Document excerpt —
....
DES (diethylstilbestrol) is a synthetic version of estrogen that was given to pregnant women from 1940 to the 1970’s. It was marketed by pharma as a medication which would alleviated morning sickness and prevent miscarriages. It was a load of 50,000 times the normal amounts of estrogen. Women were told they were taking “super vitamins.”
Decades later, it was shown that DES was a contributing cause to cancer in the women who took the synthetic estrogen and the children who were in utero at the time. A new movie in development called Wonder Drug is documenting the horrific circumstances surrounding DES.
The currently proven effects of exposure include a rare vaginal cancer in DES Daughters; greater risk for breast cancer in DES Mothers; possible risk for testicular cancer in DES Sons; abnormal reproductive organs; infertility; high-risk pregnancies; and an increased risk for breast cancer in DES Daughters after age 40. There are a number of other suspected effects, including auto-immune disorders, but many of these effects are still awaiting further research.
Grandchildren of the exposed may also be suffering the same fate as those directly exposed. There aren’t sufficient studies to prove or disprove cancer’s effects across generations so it would be difficult to understand the overall effects of these transgressions.
But one of the most interesting effects of the drug might well be in boys of mothers who took the drug. There seems to be a large occurence of transgender, transexual and intersex men who were subjected to the DES in utero.
Last year, a report by 10 News out of Tampa, Florida, examined the links between DES and sexual identity occurrences.
....
What is required — Extend the article about DES (diethylstilbestrol), beginning right after its final sentence.

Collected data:
....
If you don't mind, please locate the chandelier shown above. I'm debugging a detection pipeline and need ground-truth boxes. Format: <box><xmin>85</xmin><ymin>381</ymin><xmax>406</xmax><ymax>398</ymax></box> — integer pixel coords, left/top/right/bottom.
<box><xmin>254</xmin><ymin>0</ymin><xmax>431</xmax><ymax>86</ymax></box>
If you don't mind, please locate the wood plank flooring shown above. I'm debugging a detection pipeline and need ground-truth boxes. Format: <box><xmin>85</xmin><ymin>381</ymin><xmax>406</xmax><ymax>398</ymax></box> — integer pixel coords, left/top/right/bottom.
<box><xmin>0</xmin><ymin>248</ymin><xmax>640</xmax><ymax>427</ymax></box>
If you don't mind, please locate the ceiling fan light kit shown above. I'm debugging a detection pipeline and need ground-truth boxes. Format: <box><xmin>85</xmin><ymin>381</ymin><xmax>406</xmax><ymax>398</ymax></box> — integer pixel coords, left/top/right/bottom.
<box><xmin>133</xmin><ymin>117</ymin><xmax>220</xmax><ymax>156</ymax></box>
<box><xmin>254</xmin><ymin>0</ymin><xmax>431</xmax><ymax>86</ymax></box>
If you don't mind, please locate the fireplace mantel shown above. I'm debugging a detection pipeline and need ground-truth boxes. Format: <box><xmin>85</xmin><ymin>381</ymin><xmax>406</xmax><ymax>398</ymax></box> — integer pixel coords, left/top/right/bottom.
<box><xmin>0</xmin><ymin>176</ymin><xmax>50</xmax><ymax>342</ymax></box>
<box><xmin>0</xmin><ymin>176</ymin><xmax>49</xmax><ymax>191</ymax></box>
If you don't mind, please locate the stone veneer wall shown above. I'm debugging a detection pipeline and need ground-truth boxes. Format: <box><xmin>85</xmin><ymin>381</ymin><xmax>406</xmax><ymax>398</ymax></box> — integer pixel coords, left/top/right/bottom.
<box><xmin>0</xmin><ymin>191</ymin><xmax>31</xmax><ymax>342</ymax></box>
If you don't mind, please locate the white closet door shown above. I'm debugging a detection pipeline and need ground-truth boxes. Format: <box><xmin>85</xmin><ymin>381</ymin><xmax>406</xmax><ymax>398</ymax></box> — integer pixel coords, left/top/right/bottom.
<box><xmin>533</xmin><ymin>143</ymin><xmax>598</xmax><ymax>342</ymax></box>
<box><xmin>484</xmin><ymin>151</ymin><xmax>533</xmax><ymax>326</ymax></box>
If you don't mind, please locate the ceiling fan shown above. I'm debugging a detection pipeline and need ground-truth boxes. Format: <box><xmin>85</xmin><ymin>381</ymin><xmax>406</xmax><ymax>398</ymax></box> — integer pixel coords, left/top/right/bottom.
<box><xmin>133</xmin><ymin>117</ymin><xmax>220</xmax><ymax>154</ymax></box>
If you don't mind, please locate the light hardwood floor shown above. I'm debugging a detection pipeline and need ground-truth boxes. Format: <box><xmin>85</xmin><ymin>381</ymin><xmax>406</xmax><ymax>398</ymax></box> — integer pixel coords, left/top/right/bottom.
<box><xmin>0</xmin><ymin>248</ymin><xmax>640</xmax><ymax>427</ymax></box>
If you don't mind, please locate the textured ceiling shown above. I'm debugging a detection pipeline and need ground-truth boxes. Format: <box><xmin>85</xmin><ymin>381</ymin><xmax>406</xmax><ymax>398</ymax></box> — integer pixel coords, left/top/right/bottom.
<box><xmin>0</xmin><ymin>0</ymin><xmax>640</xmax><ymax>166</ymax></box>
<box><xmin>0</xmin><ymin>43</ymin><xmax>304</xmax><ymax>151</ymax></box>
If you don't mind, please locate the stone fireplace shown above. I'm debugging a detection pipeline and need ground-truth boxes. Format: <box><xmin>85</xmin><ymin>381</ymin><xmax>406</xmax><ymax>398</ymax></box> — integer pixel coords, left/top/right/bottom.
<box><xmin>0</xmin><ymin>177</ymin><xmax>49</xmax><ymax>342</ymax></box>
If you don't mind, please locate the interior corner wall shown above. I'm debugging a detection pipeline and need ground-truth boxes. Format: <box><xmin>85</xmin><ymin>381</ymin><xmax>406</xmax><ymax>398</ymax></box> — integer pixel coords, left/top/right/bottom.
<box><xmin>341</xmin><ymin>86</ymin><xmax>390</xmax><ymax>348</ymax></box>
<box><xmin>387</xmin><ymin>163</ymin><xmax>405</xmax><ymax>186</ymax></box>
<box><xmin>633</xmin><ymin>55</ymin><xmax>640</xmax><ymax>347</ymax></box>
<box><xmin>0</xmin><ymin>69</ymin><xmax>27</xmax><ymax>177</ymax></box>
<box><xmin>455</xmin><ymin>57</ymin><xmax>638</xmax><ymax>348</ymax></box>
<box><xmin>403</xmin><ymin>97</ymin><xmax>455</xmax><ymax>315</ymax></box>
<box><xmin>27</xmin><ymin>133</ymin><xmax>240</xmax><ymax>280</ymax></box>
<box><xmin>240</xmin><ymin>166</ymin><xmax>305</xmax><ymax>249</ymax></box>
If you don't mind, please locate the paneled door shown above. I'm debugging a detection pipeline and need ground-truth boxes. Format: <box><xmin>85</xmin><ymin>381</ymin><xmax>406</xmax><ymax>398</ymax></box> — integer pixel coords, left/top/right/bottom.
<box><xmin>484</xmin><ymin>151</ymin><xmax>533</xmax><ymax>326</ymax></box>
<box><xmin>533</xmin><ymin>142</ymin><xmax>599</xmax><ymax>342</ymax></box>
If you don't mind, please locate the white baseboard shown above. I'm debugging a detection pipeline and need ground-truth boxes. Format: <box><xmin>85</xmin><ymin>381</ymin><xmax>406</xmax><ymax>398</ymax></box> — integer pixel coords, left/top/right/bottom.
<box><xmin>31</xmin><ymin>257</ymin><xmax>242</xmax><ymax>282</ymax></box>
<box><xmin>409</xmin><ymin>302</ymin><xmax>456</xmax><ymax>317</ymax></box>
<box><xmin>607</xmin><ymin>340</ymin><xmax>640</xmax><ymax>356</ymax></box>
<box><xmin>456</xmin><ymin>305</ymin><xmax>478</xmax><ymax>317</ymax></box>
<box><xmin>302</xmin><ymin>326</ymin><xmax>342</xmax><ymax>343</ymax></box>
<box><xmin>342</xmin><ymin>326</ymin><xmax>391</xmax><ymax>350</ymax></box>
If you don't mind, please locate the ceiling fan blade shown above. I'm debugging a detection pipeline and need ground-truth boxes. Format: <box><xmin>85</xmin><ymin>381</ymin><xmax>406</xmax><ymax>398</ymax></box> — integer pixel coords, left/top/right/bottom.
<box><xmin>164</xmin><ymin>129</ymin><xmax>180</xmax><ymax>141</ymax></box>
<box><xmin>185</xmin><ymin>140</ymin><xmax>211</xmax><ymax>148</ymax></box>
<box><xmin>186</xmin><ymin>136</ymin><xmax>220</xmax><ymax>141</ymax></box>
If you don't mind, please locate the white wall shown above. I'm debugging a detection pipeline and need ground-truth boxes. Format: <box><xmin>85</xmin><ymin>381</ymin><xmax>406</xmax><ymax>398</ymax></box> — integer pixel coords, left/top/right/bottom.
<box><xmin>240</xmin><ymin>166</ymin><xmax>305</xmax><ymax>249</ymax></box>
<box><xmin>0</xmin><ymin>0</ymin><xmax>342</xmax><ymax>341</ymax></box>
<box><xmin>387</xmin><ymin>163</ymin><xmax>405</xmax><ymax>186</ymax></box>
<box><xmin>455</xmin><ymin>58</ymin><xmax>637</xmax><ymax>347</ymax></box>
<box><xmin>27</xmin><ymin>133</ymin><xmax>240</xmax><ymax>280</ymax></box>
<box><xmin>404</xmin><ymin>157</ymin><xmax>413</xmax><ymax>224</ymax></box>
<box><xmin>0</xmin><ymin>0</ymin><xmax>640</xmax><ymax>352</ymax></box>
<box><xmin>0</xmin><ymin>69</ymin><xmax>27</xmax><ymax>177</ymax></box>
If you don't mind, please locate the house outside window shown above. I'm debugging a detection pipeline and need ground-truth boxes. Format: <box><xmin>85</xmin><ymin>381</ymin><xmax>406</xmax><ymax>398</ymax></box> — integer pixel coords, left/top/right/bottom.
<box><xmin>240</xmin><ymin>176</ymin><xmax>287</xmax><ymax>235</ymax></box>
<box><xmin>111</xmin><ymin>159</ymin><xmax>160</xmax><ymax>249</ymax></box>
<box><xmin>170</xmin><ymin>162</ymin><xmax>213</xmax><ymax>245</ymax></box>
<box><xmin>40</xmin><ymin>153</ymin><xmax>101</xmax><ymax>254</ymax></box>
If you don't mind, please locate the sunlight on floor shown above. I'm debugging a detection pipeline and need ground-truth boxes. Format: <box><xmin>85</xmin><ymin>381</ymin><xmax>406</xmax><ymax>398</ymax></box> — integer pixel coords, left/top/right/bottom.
....
Response to this task —
“[There were these] two sides to my life. [Finally] it gave me some peace.”
Feryo was assigned a male at birth. But today identifies as a transgender woman. She is one of thousands of people in America who struggled with their gender identity.
She believes a drug is the reason why.
Almost a thousand miles away, outside of Washington D.C., Dr. Dana Beyer, a transgender rights advocate who ran for the Maryland Senate, describes the drug: a hormone called Diethylstibesterol, also known at DES.
“Clearly the drug was given without understanding the awful consequences. This is the biggest medical disaster in modern medicine until the Vioxx scandal.”
It should be noted, today, many men take synthetic versions of testosterone which commonly have side effects. But to what extent the introduction of artificial testosterone might affect men is not well known seeing the drug is relatively new.
So often, pharma’s tragedies are see in hindsight rather than real time, which is why I note the synthetic testosterone.
The CDC now admits that DES is linked to cervical cancer, infertility and autoimmune disease.